- Document section -
============

Blog Feed Post

Better Prep Your On-Call Engineer

The on-call engineer has a critical role to play in incident management. They can mean the difference between an incident turning critical or being managed and resolved quickly.

Startups may not have many choices around who should be on call, but as the organization grows and incident management becomes more complex and with higher stakes, it’s important to have a structured process for the on-call engineer. Whether you’re a startup or an enterprise, you can benefit from having a clear process for equipping your on-call engineer to succeed. Here are a few guidelines.

First response is critical

In the first few minutes of the incident occurring, the on-call engineer needs to know the severity and service impact of the incident. Based on that, he or she needs to gauge what are the downstream services that have been affected, as well as who is needed to resolve the incident and how to onboard them quickly. This requires having a working knowledge of how the system functions, so that when something breaks, they are able to identify root cause and what to prioritize working on. The rotation of the on-call engineer should be automatically scheduled. This way, the load is shared, the team optimizes for fairness and accountability, and everyone can handle incidents and don’t lose their touch. Larger teams sometimes may have dedicated incident managers who can initiate the first response. In either case, the primary goal of the on-call engineer is to get the necessary resources looped in to resolve an incident, if they can’t troubleshoot it and fix it themselves.

Have a secondary on-call engineer

You should have a secondary (and probably even tertiary, etc.) on-call engineer as backup. This ensures that nothing falls through the cracks should the first-level responder sleep through the 3am page. This also means that there needs to be a schedule for rotation of roles within the team. Set up automated rules so that the incident notification gets escalated to the backup engineer if there’s no response from the primary engineer.

Ensure your on-call engineer has the required training

Since there’s a lot at stake when an incident occurs, your on-call engineer needs to be able to follow protocol as well as think on the go. He or she needs to understand how to get in touch with different cross-functional stakeholders (from customer support, marketing, PR, etc.) so that remediation status can be communicated externally in an appropriate manner. It is also useful to hand the on-call engineer a checklist or flowchart to follow when incidents occur.

As every minute of downtime can mean thousands of dollars lost, here are the steps an on-call engineer needs to take during an incident as quickly as possible:

Identify & Log

The first step is to identify or detect the incident and make logs. Logging can help you get to the root cause of the issue quickly and provides context for a comprehensive post-mortem of the incident once it’s resolved. Since it’s important to respond to the incident quickly, identifying and logging must also be done quickly and methodically in order to move on to the next step.

Categorize & Prioritize

Due to the vast variety of problems that a team can encounter, it is important to categorize incidents to prevent confusion. Note the number of users affected, the “blast radius” of the issue with respect to affected services, the potential revenue impact, and so on. Prioritizing incidents can help the on-call engineer make a call on whether the incident requires the time and resources of the rest of the team. Minor, less complex incidents should be handled by the engineer alone if possible to save the entire team’s time. Non-actionable alerts should also be suppressed, to further ensure that on-call engineers can focus on what matters.

============

- Data listing -
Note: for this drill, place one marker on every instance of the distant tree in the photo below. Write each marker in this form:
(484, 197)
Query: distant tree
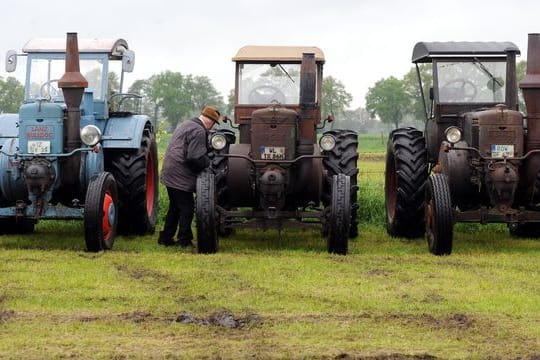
(388, 100)
(335, 99)
(178, 97)
(353, 120)
(11, 95)
(201, 93)
(148, 101)
(412, 87)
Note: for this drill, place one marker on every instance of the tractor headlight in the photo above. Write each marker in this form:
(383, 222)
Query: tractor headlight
(90, 135)
(327, 142)
(218, 141)
(453, 134)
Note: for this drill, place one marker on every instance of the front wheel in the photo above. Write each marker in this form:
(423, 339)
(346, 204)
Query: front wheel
(100, 213)
(205, 213)
(404, 186)
(439, 222)
(340, 215)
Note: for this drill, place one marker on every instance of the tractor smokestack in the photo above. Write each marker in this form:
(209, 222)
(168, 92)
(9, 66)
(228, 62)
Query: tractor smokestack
(72, 84)
(308, 103)
(530, 86)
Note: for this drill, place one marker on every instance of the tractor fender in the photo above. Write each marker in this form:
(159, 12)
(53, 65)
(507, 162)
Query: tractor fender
(125, 132)
(92, 163)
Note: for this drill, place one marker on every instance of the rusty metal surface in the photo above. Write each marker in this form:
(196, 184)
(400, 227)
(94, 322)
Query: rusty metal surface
(72, 84)
(530, 87)
(276, 128)
(240, 177)
(499, 126)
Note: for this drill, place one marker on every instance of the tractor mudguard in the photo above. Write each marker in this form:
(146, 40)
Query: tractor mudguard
(124, 132)
(9, 125)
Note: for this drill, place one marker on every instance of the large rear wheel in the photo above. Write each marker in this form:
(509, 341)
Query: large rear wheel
(136, 173)
(340, 215)
(404, 188)
(100, 213)
(439, 222)
(205, 213)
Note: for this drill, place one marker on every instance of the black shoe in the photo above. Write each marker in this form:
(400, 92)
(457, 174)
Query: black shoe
(185, 243)
(168, 242)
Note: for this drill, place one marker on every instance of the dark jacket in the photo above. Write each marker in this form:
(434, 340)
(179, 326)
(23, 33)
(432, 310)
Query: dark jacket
(186, 156)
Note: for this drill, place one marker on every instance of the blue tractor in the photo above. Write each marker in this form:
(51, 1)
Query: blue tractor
(76, 150)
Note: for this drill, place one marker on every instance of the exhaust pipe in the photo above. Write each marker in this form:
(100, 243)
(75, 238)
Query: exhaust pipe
(530, 86)
(308, 104)
(72, 84)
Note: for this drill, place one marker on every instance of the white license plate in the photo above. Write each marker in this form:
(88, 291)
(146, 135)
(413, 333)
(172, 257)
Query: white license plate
(39, 147)
(272, 153)
(501, 151)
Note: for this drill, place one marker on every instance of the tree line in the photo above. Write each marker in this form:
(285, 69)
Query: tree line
(171, 97)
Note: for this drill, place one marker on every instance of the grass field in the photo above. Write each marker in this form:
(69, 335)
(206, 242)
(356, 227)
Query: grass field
(272, 294)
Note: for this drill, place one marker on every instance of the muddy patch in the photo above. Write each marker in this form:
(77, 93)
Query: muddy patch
(138, 316)
(378, 272)
(224, 318)
(397, 356)
(5, 315)
(393, 356)
(460, 321)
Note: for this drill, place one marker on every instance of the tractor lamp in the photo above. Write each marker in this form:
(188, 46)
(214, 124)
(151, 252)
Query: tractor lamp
(453, 134)
(327, 142)
(218, 141)
(90, 135)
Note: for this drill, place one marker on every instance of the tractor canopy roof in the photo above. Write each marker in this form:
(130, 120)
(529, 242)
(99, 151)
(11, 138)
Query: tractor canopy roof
(252, 53)
(113, 47)
(423, 52)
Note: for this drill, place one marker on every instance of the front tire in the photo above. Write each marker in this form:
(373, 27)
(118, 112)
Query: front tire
(100, 213)
(340, 215)
(343, 160)
(205, 212)
(439, 222)
(404, 187)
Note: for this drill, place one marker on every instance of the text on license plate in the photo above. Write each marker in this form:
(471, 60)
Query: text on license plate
(39, 147)
(272, 152)
(500, 151)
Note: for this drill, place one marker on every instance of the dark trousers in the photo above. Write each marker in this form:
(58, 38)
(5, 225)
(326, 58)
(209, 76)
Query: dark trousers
(179, 216)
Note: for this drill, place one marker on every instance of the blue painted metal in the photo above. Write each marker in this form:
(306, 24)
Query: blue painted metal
(92, 163)
(8, 125)
(57, 212)
(11, 182)
(42, 119)
(124, 132)
(44, 122)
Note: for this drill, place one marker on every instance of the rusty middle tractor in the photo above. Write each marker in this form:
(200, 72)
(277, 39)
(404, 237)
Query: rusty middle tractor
(277, 175)
(61, 158)
(483, 154)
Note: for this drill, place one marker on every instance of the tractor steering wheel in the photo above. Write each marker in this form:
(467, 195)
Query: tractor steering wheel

============

- Objectives -
- a) In the on-call engineer article, revise the passage starting at "As every minute" and ending at "the next step.", replacing "post-mortem" with "retrospective".
- b) According to the on-call engineer article, what should automated rules do if the primary engineer gives no response?

- Task results -
- a)
As every minute of downtime can mean thousands of dollars lost, here are the steps an on-call engineer needs to take during an incident as quickly as possible:

Identify & Log

The first step is to identify or detect the incident and make logs. Logging can help you get to the root cause of the issue quickly and provides context for a comprehensive retrospective of the incident once it’s resolved. Since it’s important to respond to the incident quickly, identifying and logging must also be done quickly and methodically in order to move on to the next step.

- b) They should escalate the incident notification to the backup engineer.